Good morning! I’m Cat Zakrzewski, a tech policy reporter at The Washington Post. For the next few weeks, I’ll be taking the helm of The Cybersecurity 202. If you can’t get enough of Post newsletters, sign up here for my forthcoming newsletter, The Technology 202. You won’t want to miss our daily analysis on the complex relationship between Washington and Silicon Valley, coming to your inbox in December.
Google has been stepping up its efforts to protect political campaigns against phishing attacks — one of the most pressing threats facing candidates as hackers continue to target them via email.
U.S. political campaigns overwhelmingly use Google as their email provider, according to data collected by anti-phishing start-up Area1 Security. Of the 1,460 candidates the company is tracking who are running for the Senate, House of Representatives or governor, 65 percent use Google as their email provider.
The 2018 midterms will be the first test of the security measures Google and other tech companies have adopted since Russian hackers successfully spear phished Hillary Clinton campaign chair John Podesta. Hackers stole more than 50,000 of his emails after a click on a “change password” button on an email disguised as a security alert from Google.
“2016 was a watershed moment for a lot of people in the technical security space,” Guemmy Kim, Google's product manager for account security, tells me.
While so much of the discussion in Washington has focused on securing the midterms, November 6 is only the beginning. The stakes will only rise as more high-profile candidates take on President Trump -- especially given that intelligence agencies have concluded Russia sought to influence the last presidential election in his favor. Campaigns are feeling the pressure to be more secure. And as campaigns start setting up their infrastructure for 2020, technology companies must be prepared to meet their needs.
Google last year started offering increased email protections for high-risk email users such as campaign workers and journalists. The company is now working to raise awareness about this offering -- especially since many of these users may have their personal accounts tied to social media -- and to improve cybersecurity across its products.

● ASSIGNED TASK A
According to the newsletter excerpt, what share of the 1,460 tracked candidates use Google as their email provider?

● PROVIDED DATA
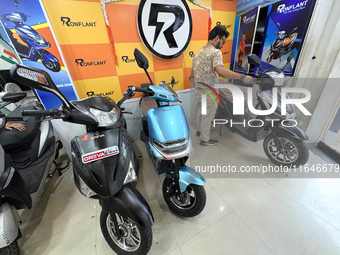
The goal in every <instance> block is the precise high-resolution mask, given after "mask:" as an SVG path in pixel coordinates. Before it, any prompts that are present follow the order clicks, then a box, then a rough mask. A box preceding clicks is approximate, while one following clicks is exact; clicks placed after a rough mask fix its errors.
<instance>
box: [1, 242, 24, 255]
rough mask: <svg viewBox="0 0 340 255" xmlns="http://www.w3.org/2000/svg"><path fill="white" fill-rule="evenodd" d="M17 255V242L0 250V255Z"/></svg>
mask: <svg viewBox="0 0 340 255" xmlns="http://www.w3.org/2000/svg"><path fill="white" fill-rule="evenodd" d="M19 254H20V251H19V246H18V242H17V241H15V242H13V243H11V244H10V245H8V246H6V247H3V248H1V249H0V255H19Z"/></svg>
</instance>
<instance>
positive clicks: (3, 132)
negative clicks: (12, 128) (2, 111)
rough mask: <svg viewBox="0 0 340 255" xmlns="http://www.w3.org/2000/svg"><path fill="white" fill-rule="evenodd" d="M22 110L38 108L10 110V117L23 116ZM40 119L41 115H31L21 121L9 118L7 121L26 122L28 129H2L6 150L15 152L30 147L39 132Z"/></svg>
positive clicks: (32, 107)
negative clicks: (10, 129) (38, 115)
mask: <svg viewBox="0 0 340 255" xmlns="http://www.w3.org/2000/svg"><path fill="white" fill-rule="evenodd" d="M22 110H37V108H36V107H35V106H24V107H19V108H16V109H15V110H14V111H12V112H10V113H9V114H8V117H15V118H20V117H22V116H21V111H22ZM38 119H39V117H35V116H29V117H24V119H23V120H20V121H14V120H13V121H12V120H8V121H7V122H12V123H22V124H24V125H25V127H26V131H19V130H16V129H14V128H13V129H12V130H7V129H5V128H3V129H2V130H0V144H1V145H2V147H3V149H4V150H5V151H6V152H13V151H17V150H21V149H25V148H27V147H29V146H30V145H31V143H32V142H33V140H34V138H35V137H36V136H37V134H38V132H39V127H40V123H39V122H37V120H38Z"/></svg>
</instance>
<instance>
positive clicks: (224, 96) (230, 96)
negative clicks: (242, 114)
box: [218, 89, 248, 107]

● ASSIGNED TASK B
Rewrite every row in Block 1, switching "rough mask" to "coarse mask" wherever it appears and changing nothing else. Omit the pictures.

● TASK OUTPUT A
65 percent

● TASK OUTPUT B
The goal in every <instance> block is the precise high-resolution mask, given after "mask:" as an SVG path in pixel coordinates. Before it, any prompts that are present follow the order clicks, then a box, then a coarse mask. A box preceding clicks is approximate, while one following clicks is exact; clicks placed after a coarse mask fix its errors.
<instance>
box: [1, 242, 24, 255]
coarse mask: <svg viewBox="0 0 340 255" xmlns="http://www.w3.org/2000/svg"><path fill="white" fill-rule="evenodd" d="M17 255V242L0 250V255Z"/></svg>
mask: <svg viewBox="0 0 340 255" xmlns="http://www.w3.org/2000/svg"><path fill="white" fill-rule="evenodd" d="M19 254H20V251H19V246H18V242H17V241H15V242H13V243H11V244H10V245H8V246H6V247H3V248H1V249H0V255H19Z"/></svg>
</instance>
<instance>
positive clicks: (3, 132)
negative clicks: (12, 128) (2, 111)
coarse mask: <svg viewBox="0 0 340 255" xmlns="http://www.w3.org/2000/svg"><path fill="white" fill-rule="evenodd" d="M22 110L38 108L10 110V117L23 116ZM40 119L41 115H31L21 121L9 118L7 121L26 122L28 129H2L6 150L15 152L30 147L39 132Z"/></svg>
positive clicks: (32, 107)
negative clicks: (10, 129) (38, 115)
mask: <svg viewBox="0 0 340 255" xmlns="http://www.w3.org/2000/svg"><path fill="white" fill-rule="evenodd" d="M22 110H37V108H36V107H35V106H24V107H19V108H16V109H15V110H14V111H12V112H10V113H9V114H8V117H15V118H20V117H22V116H21V111H22ZM38 119H39V117H35V116H29V117H24V119H23V120H20V121H14V120H13V121H12V120H8V121H7V122H12V123H22V124H24V125H25V127H26V131H19V130H16V129H14V128H13V129H12V130H7V129H5V128H3V129H2V130H0V144H1V145H2V147H3V149H4V150H5V151H6V152H13V151H17V150H21V149H25V148H27V147H29V146H30V145H31V143H32V142H33V140H34V138H35V137H36V136H37V134H38V132H39V127H40V123H39V122H37V120H38Z"/></svg>
</instance>
<instance>
positive clicks: (224, 96) (230, 96)
negative clicks: (242, 114)
box: [218, 89, 248, 107]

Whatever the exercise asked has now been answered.